BEGIN STORED ROWS

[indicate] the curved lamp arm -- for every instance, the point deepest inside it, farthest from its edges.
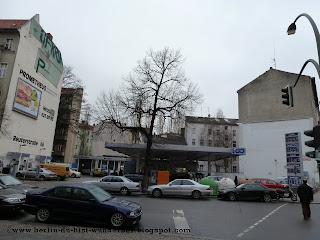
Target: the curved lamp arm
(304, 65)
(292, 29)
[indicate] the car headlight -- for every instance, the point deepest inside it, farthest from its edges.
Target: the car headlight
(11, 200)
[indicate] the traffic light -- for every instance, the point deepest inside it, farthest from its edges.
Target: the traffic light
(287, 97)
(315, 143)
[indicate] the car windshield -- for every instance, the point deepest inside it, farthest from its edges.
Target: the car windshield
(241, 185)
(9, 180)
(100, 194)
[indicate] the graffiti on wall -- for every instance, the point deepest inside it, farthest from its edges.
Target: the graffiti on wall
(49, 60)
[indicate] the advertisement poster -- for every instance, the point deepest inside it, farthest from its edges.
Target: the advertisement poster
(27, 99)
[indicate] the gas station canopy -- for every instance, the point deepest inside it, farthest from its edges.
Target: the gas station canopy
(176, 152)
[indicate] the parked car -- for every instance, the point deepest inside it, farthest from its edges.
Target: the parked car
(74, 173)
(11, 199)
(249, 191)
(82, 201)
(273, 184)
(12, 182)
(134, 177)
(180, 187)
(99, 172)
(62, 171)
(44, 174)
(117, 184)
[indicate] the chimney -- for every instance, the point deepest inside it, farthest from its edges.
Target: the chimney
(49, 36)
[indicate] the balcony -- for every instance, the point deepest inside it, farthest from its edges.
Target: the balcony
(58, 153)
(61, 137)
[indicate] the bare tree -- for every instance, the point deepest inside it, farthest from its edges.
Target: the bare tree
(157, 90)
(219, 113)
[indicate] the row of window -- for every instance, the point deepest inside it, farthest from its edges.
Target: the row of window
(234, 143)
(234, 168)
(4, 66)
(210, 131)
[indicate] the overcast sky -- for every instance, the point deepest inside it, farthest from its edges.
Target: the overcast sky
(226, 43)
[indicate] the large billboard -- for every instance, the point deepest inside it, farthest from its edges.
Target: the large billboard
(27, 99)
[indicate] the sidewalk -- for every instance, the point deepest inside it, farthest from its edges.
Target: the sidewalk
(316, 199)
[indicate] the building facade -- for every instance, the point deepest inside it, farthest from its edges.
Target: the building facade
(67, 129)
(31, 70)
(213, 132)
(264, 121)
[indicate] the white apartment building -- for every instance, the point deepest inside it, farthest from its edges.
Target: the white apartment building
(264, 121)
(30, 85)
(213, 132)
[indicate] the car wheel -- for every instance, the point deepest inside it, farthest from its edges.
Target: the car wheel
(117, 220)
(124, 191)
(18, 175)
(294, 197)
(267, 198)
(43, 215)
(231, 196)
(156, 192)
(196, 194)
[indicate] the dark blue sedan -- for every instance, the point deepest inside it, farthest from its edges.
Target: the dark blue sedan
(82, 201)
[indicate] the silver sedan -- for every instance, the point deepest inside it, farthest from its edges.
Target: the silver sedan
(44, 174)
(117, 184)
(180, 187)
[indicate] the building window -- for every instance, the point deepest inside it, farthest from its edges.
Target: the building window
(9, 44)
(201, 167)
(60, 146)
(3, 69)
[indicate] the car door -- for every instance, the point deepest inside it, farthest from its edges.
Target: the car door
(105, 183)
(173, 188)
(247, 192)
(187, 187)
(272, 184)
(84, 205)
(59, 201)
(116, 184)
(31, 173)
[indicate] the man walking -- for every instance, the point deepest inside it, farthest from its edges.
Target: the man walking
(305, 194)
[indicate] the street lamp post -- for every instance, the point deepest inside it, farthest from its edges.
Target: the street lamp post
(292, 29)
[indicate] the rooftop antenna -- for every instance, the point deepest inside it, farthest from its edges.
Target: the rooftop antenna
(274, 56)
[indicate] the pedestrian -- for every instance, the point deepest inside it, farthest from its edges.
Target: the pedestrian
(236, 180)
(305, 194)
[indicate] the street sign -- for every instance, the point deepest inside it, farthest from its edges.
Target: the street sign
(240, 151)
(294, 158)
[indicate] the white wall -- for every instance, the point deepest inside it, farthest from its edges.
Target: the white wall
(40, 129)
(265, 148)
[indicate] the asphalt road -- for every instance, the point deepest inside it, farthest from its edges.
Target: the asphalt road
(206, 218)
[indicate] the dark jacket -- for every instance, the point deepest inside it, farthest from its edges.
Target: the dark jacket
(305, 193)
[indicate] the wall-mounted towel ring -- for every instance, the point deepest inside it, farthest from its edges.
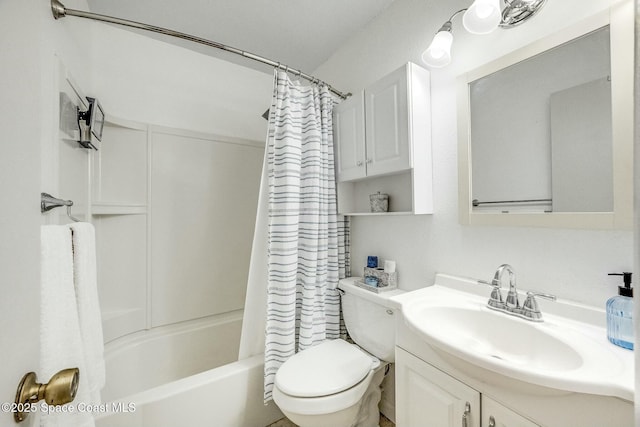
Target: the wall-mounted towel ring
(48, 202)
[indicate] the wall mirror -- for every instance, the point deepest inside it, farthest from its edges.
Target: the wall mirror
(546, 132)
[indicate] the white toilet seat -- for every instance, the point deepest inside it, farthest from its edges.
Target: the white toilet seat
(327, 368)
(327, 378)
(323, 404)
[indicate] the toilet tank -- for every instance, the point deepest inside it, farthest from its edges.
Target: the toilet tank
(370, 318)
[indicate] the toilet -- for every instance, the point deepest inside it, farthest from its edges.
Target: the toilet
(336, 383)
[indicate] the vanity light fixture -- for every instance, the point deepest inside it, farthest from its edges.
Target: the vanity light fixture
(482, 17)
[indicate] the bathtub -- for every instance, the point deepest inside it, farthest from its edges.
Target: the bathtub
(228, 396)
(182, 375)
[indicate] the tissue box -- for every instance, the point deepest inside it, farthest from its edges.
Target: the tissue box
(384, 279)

END STORED ROWS

WRITTEN TASK:
Make a verbatim copy of all the entries and strip out the pictures.

EXERCISE RESPONSE:
[indicate] the curved lamp arm -- for every instance, the point deepest inside it, farthest from its edges.
Target: the curved lamp arm
(304, 65)
(292, 29)
[indicate] the car headlight -- for every instance, the point deepest inside it, farthest from its edges.
Target: the car headlight
(11, 200)
[indicate] the traffic light -- for every instance, the point deepest inside it, farthest from its edges.
Target: the traffic light
(287, 97)
(315, 143)
[indicate] the car windshield -- for every instance, the point deepest inside it, farthest from its edges.
Target: the car windshield
(241, 185)
(9, 180)
(100, 194)
[indicate] the graffiti on wall -- for every instance, the point deepest inside it, farthest from its edges.
Target: the graffiti on wall
(49, 60)
[indicate] the advertisement poster -- for every instance, the point deepest inside it, farthest from its edges.
Target: the advertisement poster
(27, 99)
[indicate] the gas station canopy -- for every instance, the point deepest inside it, farthest from its edges.
Target: the gas station canopy
(176, 152)
[indicate] the parked car -- for every instance, the point deepest inside it, farthest from its edges.
Target: the parked car
(74, 173)
(11, 199)
(249, 191)
(82, 201)
(273, 184)
(12, 182)
(134, 177)
(180, 187)
(99, 172)
(62, 171)
(44, 174)
(117, 184)
[indicate] the chimney -- for every instance, the point deepest inside it, farthest from its edges.
Target: the chimney
(49, 36)
[indicate] the balcony -- for every instance, the point deepest inside it, farthest from its edges.
Target: the balcony
(58, 153)
(61, 137)
[indicate] the bare tree -- for every instance, the point deepest inside it, farthest from its edges.
Target: the bare tree
(157, 90)
(219, 113)
[indicate] the row of window -- for every instance, the point deepest inside it, farthest from its edges.
Target: the row of window
(234, 143)
(234, 168)
(4, 66)
(210, 131)
[indicate] the overcast sky -- for every instance, the point deepest inside it, farthest from its edges.
Target: the overcast sky
(226, 43)
[indicate] the large billboard -- for every instance, the point deepest inside it, farthest from its edges.
Target: the large billboard
(27, 99)
[indicate] the sidewalk -- for every instance, the point deepest inside it, farthest from its edges.
Target: the sidewalk
(316, 199)
[indicate] the building facade -- for every instance, the point deepest inside it, farthest from its edges.
Target: the building facade
(67, 129)
(31, 70)
(213, 132)
(264, 121)
[indicate] the white apartment building -- for every instance, the point deepest inside it, farthest from its edges.
Target: the white apartment building
(264, 121)
(30, 85)
(213, 132)
[indicate] the car wheel -- for every instance, the point deepest inside it, farthest from its edges.
Target: the car wheel
(117, 220)
(124, 191)
(18, 175)
(294, 197)
(267, 198)
(43, 215)
(231, 196)
(156, 192)
(196, 194)
[indicate] the dark blue sedan -- for every instance, the point deepest inside it, farthest from its edges.
Target: the dark blue sedan
(82, 201)
[indicate] the silver sedan -- for every instance, the point deepest inside it, farthest from its edges.
Target: the silver sedan
(44, 174)
(117, 184)
(180, 187)
[indicate] the building window -- for every instance, the point deepest inside it, farthest from its edges.
Target: the building window
(9, 44)
(201, 167)
(60, 146)
(3, 69)
[indicate] the car door -- for every instance, the point deepest inside it, farthest from its edges.
Target: the car door
(105, 183)
(173, 188)
(247, 192)
(187, 187)
(272, 184)
(84, 205)
(59, 201)
(116, 184)
(31, 173)
[indicate] the man walking -- for every instance, the point deepest inside it, farthest from its edges.
Target: the man walking
(305, 194)
[indicate] the street lamp post -- for every instance, the point deepest inside it, farthest from its edges.
Target: the street lamp post
(292, 29)
[indicate] the rooftop antenna -- for every instance, the point deepest inside it, farthest from its edges.
Target: the rooftop antenna
(274, 56)
[indicate] the pedestrian -- for every instance, the point deepest inside it, farthest from its edges.
Target: the pedestrian
(236, 180)
(305, 194)
[indicate] the street sign -- for every instance, the point deepest inside it, farthest from its edges.
Target: the street sign
(240, 151)
(294, 158)
[indicate] the white wall -- for every instance, the point deepest inside it, farthest from its edges.
Target: the white wall
(40, 129)
(265, 148)
[indicate] the asphalt road -- for every instance, the point deepest inside it, farthest from its edges.
Target: the asphalt road
(206, 218)
[indicate] the dark jacket -- for every instance, the point deepest inside it, farthest from its edges.
Target: the dark jacket
(305, 193)
[indicate] the wall-mounted towel ring -- for every instance, the point deepest inside it, farthest from its edges.
Target: the wall-mounted towel ring
(48, 202)
[indicate] the wall mirror -- for every instance, the point deepest inside it, farthest from its edges.
Target: the wall mirror
(546, 132)
[indicate] the white toilet seat -- for every instance, the point deepest inside it, farthest from its edges.
Target: the white toilet seat
(327, 368)
(327, 378)
(323, 404)
[indicate] the toilet tank -- for every instance, the point deepest inside it, farthest from its edges.
Target: the toilet tank
(370, 318)
[indicate] the toilet -- for every instance, the point deepest inside it, farthest from its edges.
Target: the toilet
(336, 383)
[indicate] the vanity light fixture -- for every instance, the point deepest inside it, farthest from its edges.
Target: the vanity light fixture
(482, 17)
[indicate] the bathtub -- for every instance, the point deepest inside it, farthest from its edges.
Target: the bathtub
(228, 396)
(182, 375)
[indicate] the tissue box -- for every instance, the point deepest inside it, farthest from its edges.
Target: the tissue box
(384, 279)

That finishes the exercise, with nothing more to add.